* **EXCERPT**

★ ★ ★ ★ ★

Debates over the utility and dangers of enhanced development of AI, continue to dominate defence and security, from what may now seem traditional challenges, such as cyber-attacks, to human/AI interfaces and concepts of 'Super Soldiers', killer AI controlled drones, and energy weapons. The fears and opportunities of science fiction are already a reality for policy makers and warfighters to deal with. Moreover, how can we trust what we are told by governments, businesses and what we read on social media platforms? Information warfare is not new but is being used more centrally by states and non-state groups of people to leverage power and influence. From the use of deepfakes to intentional generation of 'narratives' and biased presentation of 'evidence' and the paucity of 'fact-checking', to apportioning responsibility and the challenge of holding states and peoples to account for their actions, this enquiry group will assess the critical importance of establishing the 'truth' in a defence and security context. Within this mix, AI is heightening these issues.

★ ★ ★ ★ ★

* **DATA LISTING**

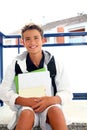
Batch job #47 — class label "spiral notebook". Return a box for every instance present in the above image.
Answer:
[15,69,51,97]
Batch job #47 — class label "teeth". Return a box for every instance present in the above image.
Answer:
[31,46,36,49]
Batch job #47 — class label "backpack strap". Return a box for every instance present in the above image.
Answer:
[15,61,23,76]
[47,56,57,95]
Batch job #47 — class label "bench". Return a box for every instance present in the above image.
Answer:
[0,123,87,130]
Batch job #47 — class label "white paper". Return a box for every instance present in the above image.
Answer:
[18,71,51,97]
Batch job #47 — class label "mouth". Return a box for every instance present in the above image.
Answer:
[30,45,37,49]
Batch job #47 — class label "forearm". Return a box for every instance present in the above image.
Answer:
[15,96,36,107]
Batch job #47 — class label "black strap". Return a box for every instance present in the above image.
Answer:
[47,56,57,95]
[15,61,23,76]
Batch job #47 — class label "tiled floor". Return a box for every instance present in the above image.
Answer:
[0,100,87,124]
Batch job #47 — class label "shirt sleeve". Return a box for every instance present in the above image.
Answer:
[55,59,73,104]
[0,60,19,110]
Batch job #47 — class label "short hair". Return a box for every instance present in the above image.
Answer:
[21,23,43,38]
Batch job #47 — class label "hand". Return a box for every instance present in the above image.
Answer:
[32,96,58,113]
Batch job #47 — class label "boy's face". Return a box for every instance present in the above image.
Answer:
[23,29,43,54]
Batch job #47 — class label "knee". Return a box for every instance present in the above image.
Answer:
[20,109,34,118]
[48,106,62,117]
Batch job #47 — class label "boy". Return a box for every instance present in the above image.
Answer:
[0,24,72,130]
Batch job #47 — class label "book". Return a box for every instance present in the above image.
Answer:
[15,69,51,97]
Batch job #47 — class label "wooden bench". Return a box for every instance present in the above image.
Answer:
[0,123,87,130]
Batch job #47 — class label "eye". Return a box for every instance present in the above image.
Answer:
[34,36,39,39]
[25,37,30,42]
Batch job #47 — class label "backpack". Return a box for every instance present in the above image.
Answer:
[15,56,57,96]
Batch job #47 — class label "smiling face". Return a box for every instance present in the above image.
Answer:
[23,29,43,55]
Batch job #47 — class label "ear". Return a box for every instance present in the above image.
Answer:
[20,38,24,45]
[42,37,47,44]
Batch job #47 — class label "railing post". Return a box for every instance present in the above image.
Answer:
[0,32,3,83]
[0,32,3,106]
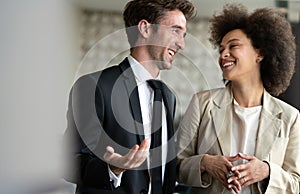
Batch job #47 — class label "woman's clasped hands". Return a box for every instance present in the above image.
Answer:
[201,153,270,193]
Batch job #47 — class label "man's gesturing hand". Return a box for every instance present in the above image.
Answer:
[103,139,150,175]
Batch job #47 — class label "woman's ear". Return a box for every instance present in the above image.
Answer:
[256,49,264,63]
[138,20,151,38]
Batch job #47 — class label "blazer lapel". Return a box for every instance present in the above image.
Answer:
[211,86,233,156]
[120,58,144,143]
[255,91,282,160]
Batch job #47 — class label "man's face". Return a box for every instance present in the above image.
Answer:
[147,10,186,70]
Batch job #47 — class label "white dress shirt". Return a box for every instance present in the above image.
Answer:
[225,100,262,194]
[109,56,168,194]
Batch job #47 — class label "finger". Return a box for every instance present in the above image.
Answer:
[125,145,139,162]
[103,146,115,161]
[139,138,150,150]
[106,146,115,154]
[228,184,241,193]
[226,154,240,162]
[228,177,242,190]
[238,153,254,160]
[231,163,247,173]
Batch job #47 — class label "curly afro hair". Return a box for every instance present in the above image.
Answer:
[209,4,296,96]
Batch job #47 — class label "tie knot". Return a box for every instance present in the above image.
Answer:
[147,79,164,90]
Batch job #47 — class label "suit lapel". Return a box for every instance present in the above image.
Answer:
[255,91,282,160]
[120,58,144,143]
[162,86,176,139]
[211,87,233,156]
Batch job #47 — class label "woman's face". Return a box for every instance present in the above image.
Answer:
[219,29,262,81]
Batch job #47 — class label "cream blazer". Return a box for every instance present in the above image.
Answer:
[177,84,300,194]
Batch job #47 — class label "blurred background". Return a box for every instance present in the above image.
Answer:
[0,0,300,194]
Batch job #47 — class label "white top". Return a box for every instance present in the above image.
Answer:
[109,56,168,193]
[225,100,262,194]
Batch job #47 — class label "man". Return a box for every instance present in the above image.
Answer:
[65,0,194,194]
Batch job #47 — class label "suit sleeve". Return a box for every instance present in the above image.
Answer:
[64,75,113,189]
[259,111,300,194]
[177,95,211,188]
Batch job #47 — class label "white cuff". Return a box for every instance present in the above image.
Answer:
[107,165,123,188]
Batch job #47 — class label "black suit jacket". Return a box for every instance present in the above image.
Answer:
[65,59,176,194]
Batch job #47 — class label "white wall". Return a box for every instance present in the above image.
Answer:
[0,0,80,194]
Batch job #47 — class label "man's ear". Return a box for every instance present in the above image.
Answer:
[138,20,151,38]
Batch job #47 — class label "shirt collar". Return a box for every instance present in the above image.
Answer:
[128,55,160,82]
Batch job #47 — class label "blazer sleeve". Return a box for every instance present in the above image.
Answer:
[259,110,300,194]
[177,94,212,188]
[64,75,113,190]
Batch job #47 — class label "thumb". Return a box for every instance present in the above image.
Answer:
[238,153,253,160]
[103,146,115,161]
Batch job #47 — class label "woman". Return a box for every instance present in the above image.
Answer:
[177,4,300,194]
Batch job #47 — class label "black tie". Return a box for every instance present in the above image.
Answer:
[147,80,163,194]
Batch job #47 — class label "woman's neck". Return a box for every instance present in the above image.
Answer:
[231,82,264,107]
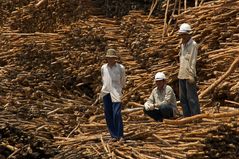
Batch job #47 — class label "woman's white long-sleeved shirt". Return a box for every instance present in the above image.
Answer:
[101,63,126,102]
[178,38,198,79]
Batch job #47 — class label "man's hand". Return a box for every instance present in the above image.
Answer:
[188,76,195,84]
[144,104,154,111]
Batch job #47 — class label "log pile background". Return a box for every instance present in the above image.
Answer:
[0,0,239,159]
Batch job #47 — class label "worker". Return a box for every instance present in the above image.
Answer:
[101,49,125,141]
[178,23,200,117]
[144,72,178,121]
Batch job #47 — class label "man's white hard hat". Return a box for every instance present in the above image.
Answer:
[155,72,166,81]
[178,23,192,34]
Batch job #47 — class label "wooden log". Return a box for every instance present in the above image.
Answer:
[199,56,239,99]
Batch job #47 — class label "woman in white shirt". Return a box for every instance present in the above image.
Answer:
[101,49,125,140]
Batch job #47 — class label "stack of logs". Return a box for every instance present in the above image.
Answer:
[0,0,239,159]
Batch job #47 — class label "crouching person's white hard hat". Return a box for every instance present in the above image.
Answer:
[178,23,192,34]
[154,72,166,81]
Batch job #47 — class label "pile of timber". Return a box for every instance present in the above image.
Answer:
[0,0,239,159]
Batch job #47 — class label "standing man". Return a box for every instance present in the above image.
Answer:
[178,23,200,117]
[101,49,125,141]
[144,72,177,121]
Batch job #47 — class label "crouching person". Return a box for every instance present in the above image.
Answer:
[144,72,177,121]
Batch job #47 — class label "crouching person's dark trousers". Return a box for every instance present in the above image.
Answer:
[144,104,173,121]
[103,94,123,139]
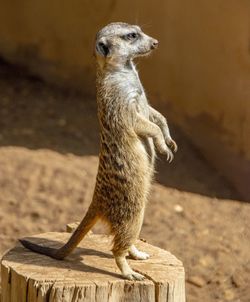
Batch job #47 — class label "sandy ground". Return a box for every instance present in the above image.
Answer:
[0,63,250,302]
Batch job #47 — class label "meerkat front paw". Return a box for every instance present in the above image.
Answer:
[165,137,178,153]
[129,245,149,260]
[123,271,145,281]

★ ★ ★ ★ ★

* **REQUESTS**
1. In the excerpt on AI in defense and security, what are states and non-state groups using information warfare to do?
2. Recast the paragraph of the excerpt on AI in defense and security that begins "Debates over the utility" as a short bulleted list that keeps its main facts.
3. Resume the excerpt on AI and the truth in defense and security, starting after its final sentence.

* **ANSWERS BELOW**
1. To leverage power and influence.

2.
- Debates over the utility and dangers of AI development dominate defense and security. The challenges range from cyber-attacks to human/AI interfaces, "Super Soldiers," AI-controlled killer drones and energy weapons.
- The fears and opportunities of science fiction are now a reality for policy makers and warfighters.
- It is unclear how far information from governments, businesses and social media can be trusted.
- Information warfare is not new, but states and non-state groups now use it more centrally to leverage power and influence.
- The problems include deepfakes, deliberately generated "narratives," biased "evidence," scarce fact-checking and the difficulty of assigning responsibility and holding states and peoples to account.
- The enquiry group will assess why establishing the "truth" is critical in a defense and security context.
- AI is intensifying these issues.

3.
The 2025 UK Strategic Defence Review proposed a ‘Whole-of-society approach’ to defence, security and resilience (UK MOD SDR 2025) and in her first public speech (15 December, 2025) - MI6 chief Blaise Metreweli acknowledged the dissolution of older conceptualisations of spatial boundaries between war and peace and the dissolution of battlespaces by observing that '[t]he Frontline is everywhere'. What do these concepts really entail and what steps would need to be taken by the UK to enact them? Who would need to be involved? What is the threat environment? How will engagement be achieved at all varying levels? What can we learn from best practice in other NATO countries?

Climate change affects us all, from forced migration due to desertification and food shortages, from floods in the UK to Californian wildfires, from enhanced competition over access to food, water and other resources, and to the dangers posed by rising sea levels. However, the management and commitment by nations, and especially the US, appears to be receding, so this enquiry group could seek solutions on how to raise the profile and what might mitigate against this and what are the wider issues for the defence and security domains?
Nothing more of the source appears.